(Goal):
Could you filter the material below and copy every line that contains the word "black"? Case matters, so a line counts only if its capitalization matches.

------ Entries supplied ------

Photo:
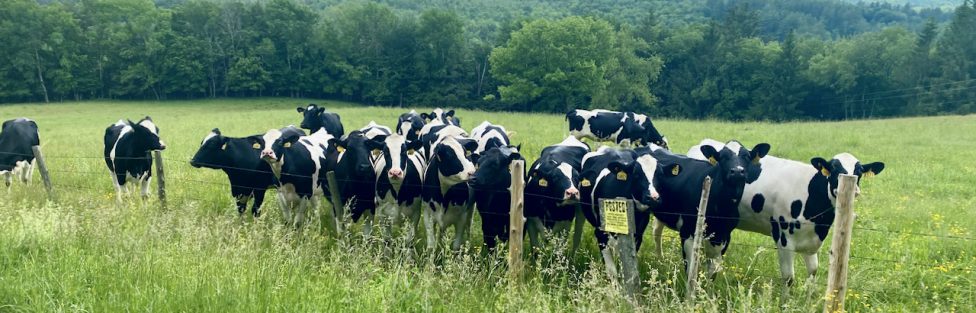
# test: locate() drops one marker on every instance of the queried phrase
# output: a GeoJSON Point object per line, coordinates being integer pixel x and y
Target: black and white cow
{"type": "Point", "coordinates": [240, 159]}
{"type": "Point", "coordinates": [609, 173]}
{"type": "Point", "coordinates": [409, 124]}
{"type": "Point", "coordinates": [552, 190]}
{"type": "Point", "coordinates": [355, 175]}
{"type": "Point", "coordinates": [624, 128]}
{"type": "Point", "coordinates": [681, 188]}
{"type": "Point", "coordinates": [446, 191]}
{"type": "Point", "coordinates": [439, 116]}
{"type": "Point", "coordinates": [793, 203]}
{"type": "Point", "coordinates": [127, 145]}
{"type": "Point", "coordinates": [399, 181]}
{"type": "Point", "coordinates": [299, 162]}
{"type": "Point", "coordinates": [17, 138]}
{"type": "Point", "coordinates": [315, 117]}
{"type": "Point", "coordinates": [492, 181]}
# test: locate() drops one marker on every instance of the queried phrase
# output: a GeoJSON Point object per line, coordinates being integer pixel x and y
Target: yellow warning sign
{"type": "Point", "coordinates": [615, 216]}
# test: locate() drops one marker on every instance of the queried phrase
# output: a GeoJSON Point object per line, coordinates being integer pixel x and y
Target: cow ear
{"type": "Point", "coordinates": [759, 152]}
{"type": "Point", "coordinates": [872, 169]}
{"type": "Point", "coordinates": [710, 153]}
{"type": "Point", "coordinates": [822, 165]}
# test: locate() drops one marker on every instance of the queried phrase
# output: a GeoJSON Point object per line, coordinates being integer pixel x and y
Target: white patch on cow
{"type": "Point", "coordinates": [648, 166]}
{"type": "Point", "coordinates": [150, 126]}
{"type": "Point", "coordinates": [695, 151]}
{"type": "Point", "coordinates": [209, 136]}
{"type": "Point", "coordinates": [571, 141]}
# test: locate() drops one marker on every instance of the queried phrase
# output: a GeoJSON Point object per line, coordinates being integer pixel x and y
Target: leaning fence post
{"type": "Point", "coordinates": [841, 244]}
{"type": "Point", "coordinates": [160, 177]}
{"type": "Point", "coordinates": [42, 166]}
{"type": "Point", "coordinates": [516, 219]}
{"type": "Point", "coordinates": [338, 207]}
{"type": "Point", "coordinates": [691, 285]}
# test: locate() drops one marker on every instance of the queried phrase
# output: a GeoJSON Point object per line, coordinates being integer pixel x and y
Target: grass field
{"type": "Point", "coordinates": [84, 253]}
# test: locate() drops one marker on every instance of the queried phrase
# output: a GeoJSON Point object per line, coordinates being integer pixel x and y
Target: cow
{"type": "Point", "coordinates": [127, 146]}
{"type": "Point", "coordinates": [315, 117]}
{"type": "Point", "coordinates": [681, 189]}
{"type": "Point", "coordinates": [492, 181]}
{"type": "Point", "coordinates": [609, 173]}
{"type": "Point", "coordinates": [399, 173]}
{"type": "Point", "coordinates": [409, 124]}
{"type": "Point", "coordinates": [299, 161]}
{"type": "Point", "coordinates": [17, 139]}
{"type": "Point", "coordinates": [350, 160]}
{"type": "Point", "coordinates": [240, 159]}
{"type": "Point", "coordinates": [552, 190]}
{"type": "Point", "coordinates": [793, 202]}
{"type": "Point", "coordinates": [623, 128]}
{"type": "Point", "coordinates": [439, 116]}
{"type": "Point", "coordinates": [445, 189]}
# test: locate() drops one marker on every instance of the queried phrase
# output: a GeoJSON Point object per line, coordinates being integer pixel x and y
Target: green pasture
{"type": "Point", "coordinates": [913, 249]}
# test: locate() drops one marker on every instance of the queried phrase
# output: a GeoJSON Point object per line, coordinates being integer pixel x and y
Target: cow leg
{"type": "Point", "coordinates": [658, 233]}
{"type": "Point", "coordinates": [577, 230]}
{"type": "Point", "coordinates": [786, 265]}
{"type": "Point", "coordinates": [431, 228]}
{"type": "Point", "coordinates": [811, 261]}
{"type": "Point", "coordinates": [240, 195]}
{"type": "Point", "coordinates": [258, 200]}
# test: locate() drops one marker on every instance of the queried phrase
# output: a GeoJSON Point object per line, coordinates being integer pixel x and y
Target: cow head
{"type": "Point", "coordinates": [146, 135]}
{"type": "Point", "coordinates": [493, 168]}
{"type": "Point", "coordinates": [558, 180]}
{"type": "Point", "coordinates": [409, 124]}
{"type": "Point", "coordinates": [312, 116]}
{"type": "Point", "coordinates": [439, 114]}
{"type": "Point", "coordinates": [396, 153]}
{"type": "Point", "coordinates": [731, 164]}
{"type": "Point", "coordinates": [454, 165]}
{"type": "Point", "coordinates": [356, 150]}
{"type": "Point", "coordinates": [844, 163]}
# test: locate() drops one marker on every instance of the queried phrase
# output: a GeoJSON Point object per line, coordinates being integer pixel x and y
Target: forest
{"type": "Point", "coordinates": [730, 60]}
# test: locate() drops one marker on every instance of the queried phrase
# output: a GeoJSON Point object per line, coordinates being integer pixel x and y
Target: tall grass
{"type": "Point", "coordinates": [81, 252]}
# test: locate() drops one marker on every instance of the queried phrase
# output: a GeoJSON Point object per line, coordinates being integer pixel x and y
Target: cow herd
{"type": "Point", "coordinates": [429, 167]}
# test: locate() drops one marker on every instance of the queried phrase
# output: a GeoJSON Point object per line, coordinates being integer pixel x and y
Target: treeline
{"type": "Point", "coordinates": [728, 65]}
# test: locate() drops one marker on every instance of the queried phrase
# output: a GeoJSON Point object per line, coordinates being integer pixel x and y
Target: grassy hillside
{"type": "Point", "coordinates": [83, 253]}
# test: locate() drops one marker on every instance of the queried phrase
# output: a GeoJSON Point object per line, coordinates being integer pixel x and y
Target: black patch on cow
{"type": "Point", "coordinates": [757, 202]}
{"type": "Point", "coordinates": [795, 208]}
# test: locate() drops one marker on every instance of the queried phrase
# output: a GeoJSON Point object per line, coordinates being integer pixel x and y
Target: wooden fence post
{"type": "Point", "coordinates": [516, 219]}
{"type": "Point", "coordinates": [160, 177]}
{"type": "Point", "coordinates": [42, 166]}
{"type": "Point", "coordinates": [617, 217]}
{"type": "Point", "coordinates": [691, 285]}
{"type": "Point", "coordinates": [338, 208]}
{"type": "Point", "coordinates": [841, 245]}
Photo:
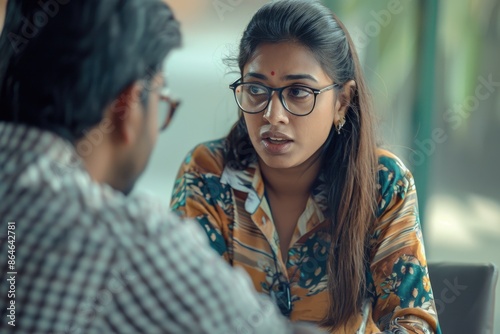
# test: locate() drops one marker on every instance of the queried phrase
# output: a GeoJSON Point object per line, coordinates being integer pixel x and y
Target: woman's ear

------

(Written response):
Target: black and white cow
Target: black patch on cow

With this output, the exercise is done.